▶ Source:
——
Once the sensor unit 20 has the latest menu contents, the sensor
unit 20 may solicit input from the user pertaining to the food
receptacle 110 to which the sensor unit 20 is being mounted. To
accomplish this, the sensor unit 20 at steps 6030 6040 presents a
series of menus to the user via the display 150 and waits for the
user to make selections therefrom. These may include, at step 6030,
a menu for selecting the location of the food receptacle 110; at
step 6035, a menu for selecting the unit number of the food
receptacle 110 and the type of food receptacle 110; and at step
6040, a menu for selecting the type of food being stored in the
food receptacle 110. Each menu may comprise a plurality of
predetermined choices displayed one or two lines at a time on the
display 150. For example, the menu for selecting the location of
the food receptacle 110 preferably includes a list of the
translator unit locations that have been defined in a particular
installation. In each menu, the "Arrow" keys 164 may be used to
maneuver through the choices; the "Enter" key 166 may be used to
select the desired choice in each menu; the "Clear" key 174 my be
used to clear the last selection. Preferably, this series of menus
may be subsequently accessed again at any time by pressing the
"Menu" key 162 on the keypad 156. As described more fully
hereinbelow, the user may preferably have the option of customizing
the choices that are included in each menu using the CMA 70.
Once the user has finished setting up the sensor unit 20, the
sensor unit 20 is ready to start monitoring temperature or other
food information and communicating the information to the central
monitoring station 50. Automated temperature monitoring may be
carried out by the automated portion of the temperature monitoring
subprocess 8000, which may be initiated as soon as the sensor unit
20 is fully operational (i.e., as soon as steps 6030 6040 are
completed). FIG. 8 is a flowchart diagram illustrating steps taken
by the sensor unit 20 in conjunction with the sensor unit microcode
85 of the present invention in executing steps of the temperature
monitoring subprocess 8000. The automated portion of the
temperature monitoring subprocess 8000 begins at step 6050 as the
sensor unit 20 executes the "Probes" function to determine whether
one or more of the temperature probes used for automated
temperature measurement are connected to the thermocouple sensors
120, 121 of the sensor unit 20. Preferably, if no probe is
connected to one of the thermocouples 120, 121, then the sensor
unit 20 sends a message to the CMA 70 indicating that that
thermocouple is inoperable.
In the illustrated embodiment, automated measurements are made only
via the ambient temperature thermocouple sensor 120, but it would
be obvious to one of ordinary skill in the art that automated
temperature measurements could be made, in the manner described,
via the core food temperature thermocouple sensor 121 or another
temperature measurement device, including one connected via the
serial I/O port 138, without departing from the scope of the
present invention.
——
▶ Entries provided:
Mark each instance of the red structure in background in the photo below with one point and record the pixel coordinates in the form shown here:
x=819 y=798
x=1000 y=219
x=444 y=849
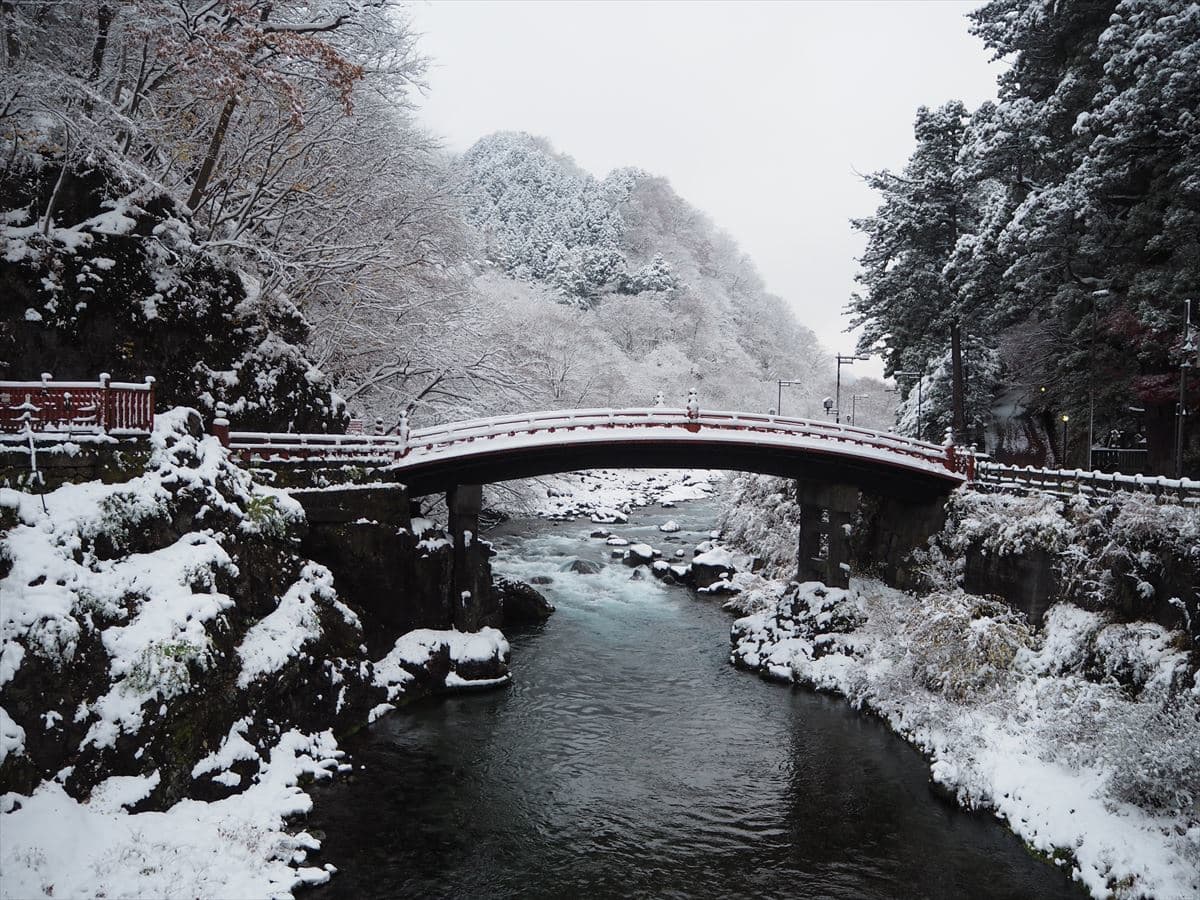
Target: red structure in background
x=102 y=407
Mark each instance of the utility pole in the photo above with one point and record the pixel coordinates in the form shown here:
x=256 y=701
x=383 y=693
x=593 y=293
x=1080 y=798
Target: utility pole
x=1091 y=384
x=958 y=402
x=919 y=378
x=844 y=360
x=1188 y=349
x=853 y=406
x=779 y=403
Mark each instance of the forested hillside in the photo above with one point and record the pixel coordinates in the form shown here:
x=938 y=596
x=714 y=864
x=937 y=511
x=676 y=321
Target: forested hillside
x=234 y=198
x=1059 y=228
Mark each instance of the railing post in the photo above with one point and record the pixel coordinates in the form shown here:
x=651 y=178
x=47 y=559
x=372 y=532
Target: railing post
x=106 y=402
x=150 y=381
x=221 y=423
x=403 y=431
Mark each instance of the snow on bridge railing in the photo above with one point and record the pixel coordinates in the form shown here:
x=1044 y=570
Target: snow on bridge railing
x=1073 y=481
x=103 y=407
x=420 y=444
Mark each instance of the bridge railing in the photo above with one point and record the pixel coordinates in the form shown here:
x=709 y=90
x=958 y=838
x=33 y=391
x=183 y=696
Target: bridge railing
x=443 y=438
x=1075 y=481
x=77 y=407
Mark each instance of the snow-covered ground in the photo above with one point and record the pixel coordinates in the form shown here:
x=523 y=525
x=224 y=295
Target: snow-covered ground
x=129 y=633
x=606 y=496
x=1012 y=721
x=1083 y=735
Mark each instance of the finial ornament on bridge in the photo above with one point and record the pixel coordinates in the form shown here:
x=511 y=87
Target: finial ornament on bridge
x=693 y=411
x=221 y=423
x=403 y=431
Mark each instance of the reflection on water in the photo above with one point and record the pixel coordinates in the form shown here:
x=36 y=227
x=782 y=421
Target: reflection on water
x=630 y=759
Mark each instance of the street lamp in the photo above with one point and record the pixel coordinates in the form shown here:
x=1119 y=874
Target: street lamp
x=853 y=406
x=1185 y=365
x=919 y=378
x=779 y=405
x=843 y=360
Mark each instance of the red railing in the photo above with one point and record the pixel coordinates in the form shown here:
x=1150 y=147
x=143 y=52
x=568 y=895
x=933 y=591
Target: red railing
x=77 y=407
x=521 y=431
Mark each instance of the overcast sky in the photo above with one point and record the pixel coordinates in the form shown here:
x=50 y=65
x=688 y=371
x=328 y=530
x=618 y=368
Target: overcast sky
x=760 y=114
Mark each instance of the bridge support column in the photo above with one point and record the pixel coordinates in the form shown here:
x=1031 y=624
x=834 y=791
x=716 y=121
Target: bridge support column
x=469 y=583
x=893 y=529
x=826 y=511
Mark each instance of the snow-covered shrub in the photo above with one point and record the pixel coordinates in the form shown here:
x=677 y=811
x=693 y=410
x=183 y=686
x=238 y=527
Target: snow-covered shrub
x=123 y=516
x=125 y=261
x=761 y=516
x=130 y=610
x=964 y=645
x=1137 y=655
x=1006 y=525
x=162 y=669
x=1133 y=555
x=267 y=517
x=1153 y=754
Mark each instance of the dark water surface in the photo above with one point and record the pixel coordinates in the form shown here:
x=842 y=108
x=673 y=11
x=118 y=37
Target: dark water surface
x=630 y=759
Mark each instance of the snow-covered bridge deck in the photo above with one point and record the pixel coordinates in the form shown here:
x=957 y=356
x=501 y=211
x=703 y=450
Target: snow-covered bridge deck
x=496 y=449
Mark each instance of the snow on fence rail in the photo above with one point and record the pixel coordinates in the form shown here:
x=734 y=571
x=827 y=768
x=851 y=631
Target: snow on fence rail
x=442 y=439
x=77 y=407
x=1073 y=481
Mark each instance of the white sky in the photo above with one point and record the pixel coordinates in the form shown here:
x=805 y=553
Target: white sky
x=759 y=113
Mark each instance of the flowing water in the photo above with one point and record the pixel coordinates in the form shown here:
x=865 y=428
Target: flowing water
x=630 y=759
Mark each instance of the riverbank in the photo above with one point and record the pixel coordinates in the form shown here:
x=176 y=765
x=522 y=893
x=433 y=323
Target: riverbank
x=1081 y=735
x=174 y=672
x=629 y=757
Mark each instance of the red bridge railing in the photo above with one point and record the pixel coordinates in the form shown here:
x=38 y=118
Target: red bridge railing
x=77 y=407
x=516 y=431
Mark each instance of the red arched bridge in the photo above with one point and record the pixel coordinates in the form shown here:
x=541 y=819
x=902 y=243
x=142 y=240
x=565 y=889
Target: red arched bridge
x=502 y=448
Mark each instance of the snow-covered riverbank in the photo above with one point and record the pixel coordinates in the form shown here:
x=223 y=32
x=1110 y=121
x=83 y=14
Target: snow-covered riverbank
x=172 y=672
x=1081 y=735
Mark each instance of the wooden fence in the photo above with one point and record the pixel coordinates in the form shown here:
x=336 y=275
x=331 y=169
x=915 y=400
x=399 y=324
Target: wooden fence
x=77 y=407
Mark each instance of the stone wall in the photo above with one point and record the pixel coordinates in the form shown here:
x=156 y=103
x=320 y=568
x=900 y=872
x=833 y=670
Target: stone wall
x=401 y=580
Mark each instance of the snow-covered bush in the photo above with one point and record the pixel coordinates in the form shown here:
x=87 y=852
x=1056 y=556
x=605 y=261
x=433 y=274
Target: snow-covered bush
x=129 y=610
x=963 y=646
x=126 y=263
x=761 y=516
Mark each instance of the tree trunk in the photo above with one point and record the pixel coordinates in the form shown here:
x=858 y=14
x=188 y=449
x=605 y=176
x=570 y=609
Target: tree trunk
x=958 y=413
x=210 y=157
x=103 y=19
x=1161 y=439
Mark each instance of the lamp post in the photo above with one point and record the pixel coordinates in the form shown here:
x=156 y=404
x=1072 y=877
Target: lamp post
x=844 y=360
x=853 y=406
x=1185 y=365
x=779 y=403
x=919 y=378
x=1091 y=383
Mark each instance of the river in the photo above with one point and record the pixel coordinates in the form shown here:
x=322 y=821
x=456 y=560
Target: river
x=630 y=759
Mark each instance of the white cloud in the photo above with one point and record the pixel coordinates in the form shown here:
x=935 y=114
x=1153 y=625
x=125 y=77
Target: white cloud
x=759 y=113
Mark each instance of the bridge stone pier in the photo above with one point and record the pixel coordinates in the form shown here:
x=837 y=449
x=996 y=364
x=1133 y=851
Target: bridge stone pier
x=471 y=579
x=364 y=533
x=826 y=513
——
▶ Parts of the exercise:
A – In the sensor unit text, which key can the user press to access the series of menus again at any time?
B – Rewrite the paragraph of the sensor unit text beginning "In the illustrated embodiment" more briefly, keeping its main facts.

▶ Exercise solutions:
A – The "Menu" key 162 on the keypad 156.

B – In the illustrated embodiment, automated measurements use only the ambient temperature thermocouple sensor 120. They could also be made through the core food temperature thermocouple sensor 121 or another temperature measurement device, including one connected through the serial I/O port 138, without departing from the invention's scope.